Requirements:
1. Pull out the passage of the forum thread starting at "Are you able" and ending at "better understanding now.", word for word.
2. How many lines of the listing contain the word "window"? Reply with the number alone.

-- begin Text segment --

Are you able to produce this data ?
|
I have seen this happen twice. I don't have stack dumps from either of those incidents. I tried writing a test application to spam concurrent modification requests, but that did not seem to reproduce the problem. I will attach the logs from the two incidents.
|
Incident two. Incident begins at 08:04:22.
|
Incident 1. Incident starts at 23:01:35.
|
It happened again today. I am attaching logs and thread dumps from the third incident.
|
It happened again today. I am attaching logs and thread dumps from the third incident.
|
It happened again today. I have more data and a better understanding now.
The incident was triggered by network connectivity problems.
Although there are network timeout errors in the error log, the MODIFY operations that they describe did not actually return control to the client when the timeout happened. Instead, control was returned to the client when the operation actually completed. I think OpenDJ stopped responding to SEARCH requests, as well. It is difficult to tell whether that happened, or the client stopped searching because OpenDJ ate all its threads.
After about 15 minutes, the administrator noticed the problem, took thread dumps, and restarted the servers. The thread dump from corpdmanode1 is from 15 minutes after the start of the incident, the others are considerably later.
In the attached logs, you can find the incident at 06:56 GMT -600 on corpdmanode1 and corpdmanode7. Since this appears to be a distributed problem, I attached logs from all the servers.
|
I notice in the thread dump that each ReplicationServerDomain has a lock that it holds while sending and receiving replication messages. It appears to me that the network problems caused the message sending code to block waiting for a socket write while holding the lock. This, in turn caused the message receiving code to block waiting for the lock:
"Replication server RS(5972) reading from Replication server RS(20660) for domain "cn=admin data" at corpdmanode9.video.polycom.com/10.245.16.70:8989" prio=10 tid=0x0000000048f63800 nid=0x2b9c runnable [0x0000000052390000]
java.lang.Thread.State: RUNNABLE
at java.net.SocketOutputStream.socketWrite0(Native Method)
at java.net.SocketOutputStream.socketWrite(Unknown Source)
at java.net.SocketOutputStream.write(Unknown Source)
at org.opends.server.replication.protocol.SocketSession.publish(SocketSession.java:273)
at org.opends.server.replication.server.ServerHandler.send(ServerHandler.java:1006)
at org.opends.server.replication.server.ReplicationServerDomain.process(ReplicationServerDomain.java:1636)
at org.opends.server.replication.server.ServerHandler.process(ServerHandler.java:941)
at org.opends.server.replication.server.ServerReader.run(ServerReader.java:249)

-- end Text segment --
-- begin Data for this task --

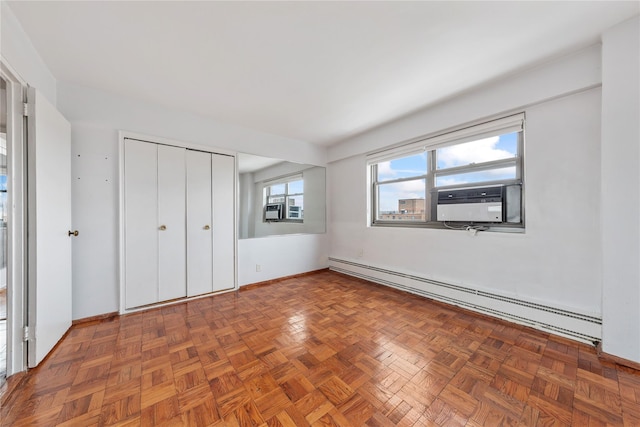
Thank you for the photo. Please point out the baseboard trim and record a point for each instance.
(280, 279)
(85, 321)
(583, 327)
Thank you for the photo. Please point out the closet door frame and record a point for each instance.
(122, 135)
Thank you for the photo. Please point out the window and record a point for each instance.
(286, 196)
(406, 180)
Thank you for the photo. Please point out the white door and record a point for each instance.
(141, 219)
(172, 237)
(199, 224)
(223, 222)
(49, 192)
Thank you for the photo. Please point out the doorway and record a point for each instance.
(3, 230)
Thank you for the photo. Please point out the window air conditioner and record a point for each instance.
(273, 212)
(480, 204)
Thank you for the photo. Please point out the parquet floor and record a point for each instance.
(320, 350)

-- end Data for this task --

Exercise responses:
1.
Are you able to produce this data ?
|
I have seen this happen twice. I don't have stack dumps from either of those incidents. I tried writing a test application to spam concurrent modification requests, but that did not seem to reproduce the problem. I will attach the logs from the two incidents.
|
Incident two. Incident begins at 08:04:22.
|
Incident 1. Incident starts at 23:01:35.
|
It happened again today. I am attaching logs and thread dumps from the third incident.
|
It happened again today. I am attaching logs and thread dumps from the third incident.
|
It happened again today. I have more data and a better understanding now.

2. 2